TEXT BLOCK

Radiation Oncology Code Capture Challenges featured by SROA, Society for Radiation Oncology Administrators

By Susan Vannoni

When physicians mix and match modalities, they are not getting pre-authorizations and they are not getting paid. Take this hypothetical example:

A radiation oncologist performs a consult on a patient with lung cancer and then begins radiation treatment. During the course of therapy for the lung cancer, the patient begins to have neurological problems, so the radiation oncologist orders a diagnostic test to see what’s happening in the patient’s brain. After reviewing the PET, MRI or CT, the patient is found to have brain metastasis. The radiation oncologist now wishes to perform SRS or SBRT to the brain to reduce the neurological symptoms the patient is experiencing—it makes perfect sense clinically to the radiation oncologist to start treatment to the brain simultaneously. Unfortunately, it doesn't make any sense to the payers!

DATA PROVIDED
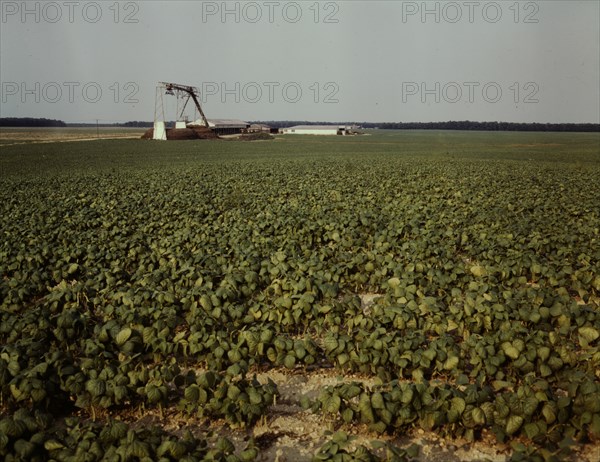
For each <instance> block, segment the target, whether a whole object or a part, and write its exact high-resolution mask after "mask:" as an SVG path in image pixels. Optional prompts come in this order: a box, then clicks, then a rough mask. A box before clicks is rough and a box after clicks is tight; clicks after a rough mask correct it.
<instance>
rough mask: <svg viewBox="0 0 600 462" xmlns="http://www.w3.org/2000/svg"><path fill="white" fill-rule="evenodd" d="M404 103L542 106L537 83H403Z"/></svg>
mask: <svg viewBox="0 0 600 462" xmlns="http://www.w3.org/2000/svg"><path fill="white" fill-rule="evenodd" d="M401 87H402V102H403V103H409V102H413V103H414V102H418V101H420V102H421V103H422V104H431V103H435V104H441V103H448V104H457V103H469V104H478V103H489V104H496V103H499V102H501V101H503V100H504V101H511V102H513V103H515V104H519V103H526V104H535V103H539V102H540V100H539V98H538V94H539V92H540V86H539V84H538V83H537V82H524V83H523V82H512V83H511V84H509V85H506V84H504V85H503V84H500V83H498V82H475V81H469V82H402V86H401Z"/></svg>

INSTRUCTIONS
**1)** In the radiation oncology coding article, what do physicians who mix and match modalities fail to get?
**2)** Carry on the radiation oncology coding article, picking up after its last sentence.

SET OF ANSWERS
**1)** They are not getting pre-authorizations and they are not getting paid.

**2)**
From the payer’s standpoint, the best scenario is for the physician to close out the lung case, summarize the case and then start the brain case. If the radiation oncologist insists on treating the lung and brain simultaneously, the reimbursement is for only one disease site. Since the lung was started first, only the lung case would be the case reimbursed (the brain treatment would not).

The other Radiation oncology code capture problem is what code to use as primary. In this example, the lung case would be listed first on the claim form followed by the brain case.

This will be a real issue with Advanced Payment Models (APMs) with only 17 diagnoses and the episode of care to be determined by the physician’s clinical treatment plan and then at the end of care.